WORK TASK
Write out the listing below exactly, beginning at its first line and ending with the line that contains "point(632, 95)".

RECORDS SUPPLIED

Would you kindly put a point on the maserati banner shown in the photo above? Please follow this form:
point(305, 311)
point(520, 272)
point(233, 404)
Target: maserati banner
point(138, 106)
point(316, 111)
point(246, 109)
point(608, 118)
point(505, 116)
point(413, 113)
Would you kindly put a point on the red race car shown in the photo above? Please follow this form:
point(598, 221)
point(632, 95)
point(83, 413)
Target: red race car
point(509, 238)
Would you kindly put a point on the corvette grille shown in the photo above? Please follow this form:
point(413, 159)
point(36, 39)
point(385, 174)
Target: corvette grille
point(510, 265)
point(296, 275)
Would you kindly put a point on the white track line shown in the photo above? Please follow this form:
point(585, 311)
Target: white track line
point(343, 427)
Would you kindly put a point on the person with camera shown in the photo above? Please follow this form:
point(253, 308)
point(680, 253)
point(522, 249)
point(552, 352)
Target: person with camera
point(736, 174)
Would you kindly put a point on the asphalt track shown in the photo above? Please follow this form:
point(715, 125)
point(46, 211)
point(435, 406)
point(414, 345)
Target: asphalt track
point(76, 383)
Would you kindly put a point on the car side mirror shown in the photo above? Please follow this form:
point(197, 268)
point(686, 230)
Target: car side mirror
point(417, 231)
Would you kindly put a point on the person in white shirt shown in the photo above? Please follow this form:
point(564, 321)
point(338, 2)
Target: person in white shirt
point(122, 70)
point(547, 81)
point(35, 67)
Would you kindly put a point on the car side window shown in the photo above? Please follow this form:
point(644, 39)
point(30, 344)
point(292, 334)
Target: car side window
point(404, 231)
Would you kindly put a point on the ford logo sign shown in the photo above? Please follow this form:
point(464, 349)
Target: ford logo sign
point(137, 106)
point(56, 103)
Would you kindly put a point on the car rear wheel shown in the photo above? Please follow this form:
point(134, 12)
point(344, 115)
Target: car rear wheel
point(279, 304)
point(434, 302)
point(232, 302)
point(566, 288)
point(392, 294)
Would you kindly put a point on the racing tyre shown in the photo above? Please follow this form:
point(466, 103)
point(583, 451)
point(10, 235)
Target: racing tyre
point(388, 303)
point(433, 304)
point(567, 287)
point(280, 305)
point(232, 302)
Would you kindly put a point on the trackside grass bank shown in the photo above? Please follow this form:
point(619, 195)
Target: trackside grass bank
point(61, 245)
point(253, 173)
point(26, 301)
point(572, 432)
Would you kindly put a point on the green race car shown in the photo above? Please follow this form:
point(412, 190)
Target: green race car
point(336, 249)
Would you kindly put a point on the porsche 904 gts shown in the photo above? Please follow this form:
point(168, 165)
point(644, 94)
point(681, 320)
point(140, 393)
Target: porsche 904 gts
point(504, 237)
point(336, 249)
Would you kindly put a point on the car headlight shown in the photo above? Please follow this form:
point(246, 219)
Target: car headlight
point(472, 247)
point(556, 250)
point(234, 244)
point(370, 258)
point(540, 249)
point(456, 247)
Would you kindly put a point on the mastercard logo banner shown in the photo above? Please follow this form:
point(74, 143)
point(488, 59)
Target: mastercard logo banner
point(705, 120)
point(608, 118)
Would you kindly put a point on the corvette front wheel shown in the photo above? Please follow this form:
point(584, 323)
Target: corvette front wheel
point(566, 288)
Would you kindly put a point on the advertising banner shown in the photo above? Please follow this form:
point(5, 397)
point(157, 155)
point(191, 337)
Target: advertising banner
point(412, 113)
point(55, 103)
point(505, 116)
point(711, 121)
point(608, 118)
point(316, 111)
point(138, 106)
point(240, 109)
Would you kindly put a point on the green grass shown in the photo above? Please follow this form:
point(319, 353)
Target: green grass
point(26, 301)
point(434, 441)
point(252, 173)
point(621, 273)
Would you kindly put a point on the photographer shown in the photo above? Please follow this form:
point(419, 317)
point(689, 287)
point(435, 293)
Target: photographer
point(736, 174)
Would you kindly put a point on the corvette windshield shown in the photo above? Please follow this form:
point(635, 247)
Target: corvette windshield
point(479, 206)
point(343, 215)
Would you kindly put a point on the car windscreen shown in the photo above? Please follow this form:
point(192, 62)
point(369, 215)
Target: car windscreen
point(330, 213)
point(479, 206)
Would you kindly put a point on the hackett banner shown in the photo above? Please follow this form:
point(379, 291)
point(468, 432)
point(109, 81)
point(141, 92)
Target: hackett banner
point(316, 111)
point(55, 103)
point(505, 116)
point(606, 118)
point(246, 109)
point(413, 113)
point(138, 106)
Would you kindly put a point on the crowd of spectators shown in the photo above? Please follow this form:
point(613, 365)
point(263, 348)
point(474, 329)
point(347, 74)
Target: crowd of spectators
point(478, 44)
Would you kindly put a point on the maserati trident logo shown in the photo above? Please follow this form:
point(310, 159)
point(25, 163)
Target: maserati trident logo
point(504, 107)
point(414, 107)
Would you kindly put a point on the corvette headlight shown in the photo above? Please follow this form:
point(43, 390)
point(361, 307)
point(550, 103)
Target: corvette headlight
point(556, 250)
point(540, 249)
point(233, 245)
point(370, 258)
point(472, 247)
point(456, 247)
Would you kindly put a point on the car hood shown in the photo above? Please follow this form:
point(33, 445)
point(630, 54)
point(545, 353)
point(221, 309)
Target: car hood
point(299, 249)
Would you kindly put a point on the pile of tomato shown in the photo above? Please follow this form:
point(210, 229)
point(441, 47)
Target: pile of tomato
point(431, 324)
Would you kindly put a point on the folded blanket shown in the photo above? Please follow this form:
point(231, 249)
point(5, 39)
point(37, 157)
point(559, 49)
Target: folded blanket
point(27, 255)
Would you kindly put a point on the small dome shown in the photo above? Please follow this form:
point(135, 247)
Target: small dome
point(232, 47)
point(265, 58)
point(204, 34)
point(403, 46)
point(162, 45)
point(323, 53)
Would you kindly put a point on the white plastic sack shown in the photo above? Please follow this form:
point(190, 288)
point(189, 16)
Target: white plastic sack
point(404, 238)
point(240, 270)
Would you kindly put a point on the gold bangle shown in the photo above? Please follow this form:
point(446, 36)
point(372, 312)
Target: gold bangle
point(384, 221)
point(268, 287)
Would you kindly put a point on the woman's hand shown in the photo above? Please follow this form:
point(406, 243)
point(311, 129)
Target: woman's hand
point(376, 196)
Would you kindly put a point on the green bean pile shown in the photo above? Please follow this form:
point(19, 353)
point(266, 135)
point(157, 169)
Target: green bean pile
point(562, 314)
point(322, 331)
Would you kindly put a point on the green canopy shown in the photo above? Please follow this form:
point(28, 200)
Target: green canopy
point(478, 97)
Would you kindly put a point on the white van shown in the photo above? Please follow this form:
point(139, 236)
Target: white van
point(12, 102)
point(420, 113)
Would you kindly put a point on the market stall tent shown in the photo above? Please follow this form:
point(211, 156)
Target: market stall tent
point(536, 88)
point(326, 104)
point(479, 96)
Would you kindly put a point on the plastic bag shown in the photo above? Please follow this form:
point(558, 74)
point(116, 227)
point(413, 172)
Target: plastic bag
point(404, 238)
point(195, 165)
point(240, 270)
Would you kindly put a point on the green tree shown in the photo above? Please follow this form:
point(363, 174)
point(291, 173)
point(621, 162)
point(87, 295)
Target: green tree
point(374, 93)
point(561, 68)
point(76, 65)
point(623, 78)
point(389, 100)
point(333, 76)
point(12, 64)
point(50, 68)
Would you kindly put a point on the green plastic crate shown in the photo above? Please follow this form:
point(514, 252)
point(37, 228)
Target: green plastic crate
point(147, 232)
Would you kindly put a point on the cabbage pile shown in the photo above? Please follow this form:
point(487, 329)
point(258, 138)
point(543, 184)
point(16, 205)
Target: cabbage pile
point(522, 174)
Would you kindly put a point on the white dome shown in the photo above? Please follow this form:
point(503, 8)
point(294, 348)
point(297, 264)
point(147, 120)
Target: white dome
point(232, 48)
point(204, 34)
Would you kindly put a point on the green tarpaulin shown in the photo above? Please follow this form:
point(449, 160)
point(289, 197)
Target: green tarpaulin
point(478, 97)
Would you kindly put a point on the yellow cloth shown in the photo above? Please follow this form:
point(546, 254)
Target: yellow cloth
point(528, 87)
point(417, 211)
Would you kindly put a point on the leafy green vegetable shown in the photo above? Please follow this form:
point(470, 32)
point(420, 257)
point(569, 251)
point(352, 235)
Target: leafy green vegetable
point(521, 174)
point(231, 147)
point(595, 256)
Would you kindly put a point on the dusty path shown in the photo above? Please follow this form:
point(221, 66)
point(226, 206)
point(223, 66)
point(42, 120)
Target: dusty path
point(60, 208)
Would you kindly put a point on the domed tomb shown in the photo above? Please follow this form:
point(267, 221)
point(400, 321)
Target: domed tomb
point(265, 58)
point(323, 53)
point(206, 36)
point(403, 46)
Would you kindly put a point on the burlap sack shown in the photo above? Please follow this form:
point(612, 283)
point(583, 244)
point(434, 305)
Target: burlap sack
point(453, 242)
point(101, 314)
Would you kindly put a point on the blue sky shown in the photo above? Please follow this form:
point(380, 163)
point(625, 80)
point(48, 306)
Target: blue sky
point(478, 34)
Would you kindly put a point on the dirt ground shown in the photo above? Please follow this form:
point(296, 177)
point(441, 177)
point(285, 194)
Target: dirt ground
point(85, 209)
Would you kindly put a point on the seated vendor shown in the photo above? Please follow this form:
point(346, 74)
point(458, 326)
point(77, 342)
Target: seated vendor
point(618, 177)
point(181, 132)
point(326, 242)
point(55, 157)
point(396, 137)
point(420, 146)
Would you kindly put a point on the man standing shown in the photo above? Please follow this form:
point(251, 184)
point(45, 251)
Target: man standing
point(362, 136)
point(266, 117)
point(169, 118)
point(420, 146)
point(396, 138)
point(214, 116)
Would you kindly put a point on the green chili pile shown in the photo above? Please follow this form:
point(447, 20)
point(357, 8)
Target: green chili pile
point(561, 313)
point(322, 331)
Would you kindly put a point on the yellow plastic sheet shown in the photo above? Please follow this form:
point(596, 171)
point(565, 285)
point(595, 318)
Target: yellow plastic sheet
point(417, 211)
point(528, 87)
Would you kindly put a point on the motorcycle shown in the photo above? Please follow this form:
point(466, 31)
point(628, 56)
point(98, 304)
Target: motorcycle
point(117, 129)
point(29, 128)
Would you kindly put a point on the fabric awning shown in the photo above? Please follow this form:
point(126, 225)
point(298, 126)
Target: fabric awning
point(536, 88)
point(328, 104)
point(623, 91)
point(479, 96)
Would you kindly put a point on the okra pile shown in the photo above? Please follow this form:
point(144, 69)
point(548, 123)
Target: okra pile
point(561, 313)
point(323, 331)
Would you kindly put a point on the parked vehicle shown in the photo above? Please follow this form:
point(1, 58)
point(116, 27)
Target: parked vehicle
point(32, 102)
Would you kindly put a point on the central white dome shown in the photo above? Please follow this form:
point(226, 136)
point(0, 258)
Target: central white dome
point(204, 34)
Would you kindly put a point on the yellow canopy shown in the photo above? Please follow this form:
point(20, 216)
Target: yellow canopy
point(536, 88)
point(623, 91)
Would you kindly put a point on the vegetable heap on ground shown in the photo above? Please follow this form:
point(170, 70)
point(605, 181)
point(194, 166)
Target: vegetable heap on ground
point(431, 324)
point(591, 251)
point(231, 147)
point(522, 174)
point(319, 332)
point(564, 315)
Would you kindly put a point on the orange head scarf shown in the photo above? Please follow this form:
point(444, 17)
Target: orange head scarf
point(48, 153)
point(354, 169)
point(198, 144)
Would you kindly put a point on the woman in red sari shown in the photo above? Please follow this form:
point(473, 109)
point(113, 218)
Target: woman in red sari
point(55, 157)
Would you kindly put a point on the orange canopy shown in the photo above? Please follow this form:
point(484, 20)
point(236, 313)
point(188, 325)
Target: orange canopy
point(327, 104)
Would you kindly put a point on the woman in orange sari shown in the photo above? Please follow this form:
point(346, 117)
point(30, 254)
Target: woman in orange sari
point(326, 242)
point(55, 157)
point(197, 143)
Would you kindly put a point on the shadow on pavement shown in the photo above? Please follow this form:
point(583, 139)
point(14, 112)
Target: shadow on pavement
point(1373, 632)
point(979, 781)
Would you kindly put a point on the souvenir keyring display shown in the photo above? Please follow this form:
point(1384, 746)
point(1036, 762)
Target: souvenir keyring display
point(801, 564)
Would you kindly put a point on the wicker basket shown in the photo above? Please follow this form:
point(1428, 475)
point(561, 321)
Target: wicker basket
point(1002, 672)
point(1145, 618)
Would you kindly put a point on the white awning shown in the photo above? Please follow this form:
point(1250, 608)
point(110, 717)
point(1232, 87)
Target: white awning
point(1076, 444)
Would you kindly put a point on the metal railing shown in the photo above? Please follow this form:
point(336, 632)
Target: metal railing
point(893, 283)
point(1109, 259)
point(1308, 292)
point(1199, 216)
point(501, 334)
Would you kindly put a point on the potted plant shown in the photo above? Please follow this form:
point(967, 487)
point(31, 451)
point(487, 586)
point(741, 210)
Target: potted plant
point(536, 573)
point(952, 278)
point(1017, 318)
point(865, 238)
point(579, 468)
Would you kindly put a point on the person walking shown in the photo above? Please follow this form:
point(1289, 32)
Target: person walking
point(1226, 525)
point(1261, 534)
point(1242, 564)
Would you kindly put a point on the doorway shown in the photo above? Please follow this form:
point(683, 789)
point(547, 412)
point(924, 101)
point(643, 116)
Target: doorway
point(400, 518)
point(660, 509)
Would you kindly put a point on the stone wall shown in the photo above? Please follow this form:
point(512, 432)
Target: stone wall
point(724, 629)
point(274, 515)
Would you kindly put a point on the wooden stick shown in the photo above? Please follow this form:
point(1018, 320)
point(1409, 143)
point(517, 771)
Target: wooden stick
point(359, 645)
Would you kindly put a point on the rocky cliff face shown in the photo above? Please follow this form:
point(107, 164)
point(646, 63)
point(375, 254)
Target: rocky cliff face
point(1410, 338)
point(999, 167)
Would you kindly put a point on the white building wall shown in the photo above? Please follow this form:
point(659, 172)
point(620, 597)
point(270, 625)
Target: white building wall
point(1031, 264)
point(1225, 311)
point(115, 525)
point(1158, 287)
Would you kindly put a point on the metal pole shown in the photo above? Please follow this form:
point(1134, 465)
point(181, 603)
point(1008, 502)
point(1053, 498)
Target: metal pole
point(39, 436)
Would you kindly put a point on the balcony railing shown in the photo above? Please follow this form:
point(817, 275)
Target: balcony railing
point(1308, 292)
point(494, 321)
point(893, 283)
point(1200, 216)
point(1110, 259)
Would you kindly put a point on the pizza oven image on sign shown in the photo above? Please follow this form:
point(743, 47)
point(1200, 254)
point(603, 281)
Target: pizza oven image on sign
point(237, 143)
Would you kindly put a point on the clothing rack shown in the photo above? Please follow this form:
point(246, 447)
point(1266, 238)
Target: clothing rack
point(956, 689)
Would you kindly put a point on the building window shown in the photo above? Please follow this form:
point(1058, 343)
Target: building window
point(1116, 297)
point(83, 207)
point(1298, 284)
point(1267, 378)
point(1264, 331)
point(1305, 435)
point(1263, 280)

SOLUTION
Would you kindly put a point on the maserati banner shown in the photo above? Please follow this form:
point(305, 311)
point(520, 272)
point(233, 404)
Target: maserati banner
point(138, 106)
point(316, 111)
point(246, 109)
point(608, 118)
point(505, 116)
point(413, 113)
Would you kindly put a point on the red race car shown in the photo above? Please follow this form:
point(598, 221)
point(632, 95)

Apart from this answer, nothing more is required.